#### EXCERPT:

────────────────

At the stage of the irreparable harm test, the issue to be decided is whether a refusal to grant relief could so adversely affect the applicant's own interests that the harm could not be remedied if the eventual decision on the merits does not accord with the result of the interlocutory application (RJR MacDonald, supra,at p. 341) The word "irreparable" refers to the nature of the harm suffered rather than its magnitude.
[...]As stated in RJR MacDonald, supra, at page 341, irreparable harm is "harm which either cannot be quantified in monetary terms or which cannot be cured, usually because one party cannot collect damages from the other". As examples of the former, the Supreme Court refers to instances where one party will be put out of business by the court's decision, where one party will suffer permanent market loss or irrevocable damage to its business reputation.
As for the balance of inconvenience, this entails a determination of which of the two parties will suffer the greater harm from the granting or refusal of the interim order pending a decision on the merits.
[42] As stated above, one of the possible consequences of QNSL's refusal to carry Wabush's traffic between Wabush Lake Junction and Ross Bay Junction is the inability of Wabush to move any of its traffic, and, therefore, to meet its sales commitments should the labour dispute at its Scully Mines be resolved.
[43] Also and as stated above, even if the Agency were to assume that Wabush Railway could immediately resume its service between Wabush Lake Junction and Ross Bay Junction, an assumption that the Agency is not comfortable making in any event because of the evidence available to it, there is a real likelihood that Wabush's operations could still be significantly adversely affected.
[44] The Agency is of the opinion that the possible stoppage of the production at Wabush's Scully Mines as a result of QNSL's refusal to provide service between Wabush Lake Junction and Ross Bay Junction or the significant adverse impact on Wabush's production and output capacity should Wabush be forced to use any transportation alternative, if any, will jeopardize Wabush's ability to meet its sales commitments. This, in the opinion of the Agency, could affect Wabush's competitive situation in the iron ore market as well as its business reputation.
[45] On the other hand, if QNSL were compelled to continue to provide service to Wabush between Wabush Lake Junction and Ross Bay Junction, it is expected that Wabush will compensate QNSL for the provision of such a service.

────────────────

#### EXERCISE TASK:
Print the part of the interim relief excerpt between "[43] Also and" and "significantly adversely affected.", inclusive.

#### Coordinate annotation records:

────────────────

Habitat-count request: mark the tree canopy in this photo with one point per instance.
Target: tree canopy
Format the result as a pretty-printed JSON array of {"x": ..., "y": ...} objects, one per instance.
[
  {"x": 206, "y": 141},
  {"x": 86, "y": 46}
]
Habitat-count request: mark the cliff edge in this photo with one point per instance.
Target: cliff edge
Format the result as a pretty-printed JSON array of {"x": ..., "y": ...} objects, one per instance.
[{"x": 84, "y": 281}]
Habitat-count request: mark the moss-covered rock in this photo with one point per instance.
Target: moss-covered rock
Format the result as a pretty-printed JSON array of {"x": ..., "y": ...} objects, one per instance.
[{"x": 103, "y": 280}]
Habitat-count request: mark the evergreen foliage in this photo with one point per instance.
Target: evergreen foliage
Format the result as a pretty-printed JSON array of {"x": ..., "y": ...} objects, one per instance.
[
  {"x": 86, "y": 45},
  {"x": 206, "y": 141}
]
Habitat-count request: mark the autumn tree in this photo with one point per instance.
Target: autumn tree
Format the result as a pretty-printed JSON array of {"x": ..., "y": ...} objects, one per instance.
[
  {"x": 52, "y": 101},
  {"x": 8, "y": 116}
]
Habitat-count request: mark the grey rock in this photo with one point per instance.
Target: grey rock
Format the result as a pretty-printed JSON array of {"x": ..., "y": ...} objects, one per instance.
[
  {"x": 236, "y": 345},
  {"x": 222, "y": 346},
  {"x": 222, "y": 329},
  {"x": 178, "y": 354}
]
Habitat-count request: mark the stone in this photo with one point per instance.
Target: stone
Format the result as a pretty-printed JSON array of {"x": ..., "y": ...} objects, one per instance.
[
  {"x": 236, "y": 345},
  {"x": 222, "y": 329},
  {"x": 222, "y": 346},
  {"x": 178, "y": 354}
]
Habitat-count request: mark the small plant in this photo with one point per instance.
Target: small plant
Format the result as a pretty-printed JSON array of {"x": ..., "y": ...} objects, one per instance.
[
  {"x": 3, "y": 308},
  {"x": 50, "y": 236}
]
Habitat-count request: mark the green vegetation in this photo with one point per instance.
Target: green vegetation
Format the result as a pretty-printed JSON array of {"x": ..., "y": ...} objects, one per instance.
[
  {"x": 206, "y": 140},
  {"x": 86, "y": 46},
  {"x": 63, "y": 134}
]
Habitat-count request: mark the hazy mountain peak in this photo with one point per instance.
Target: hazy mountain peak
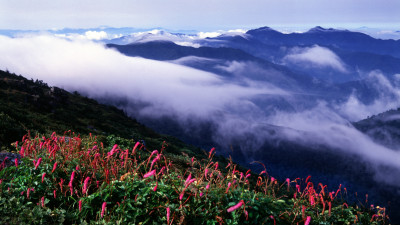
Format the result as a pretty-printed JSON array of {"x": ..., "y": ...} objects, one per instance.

────────────────

#### TASK ANSWER:
[43] Also and as stated above, even if the Agency were to assume that Wabush Railway could immediately resume its service between Wabush Lake Junction and Ross Bay Junction, an assumption that the Agency is not comfortable making in any event because of the evidence available to it, there is a real likelihood that Wabush's operations could still be significantly adversely affected.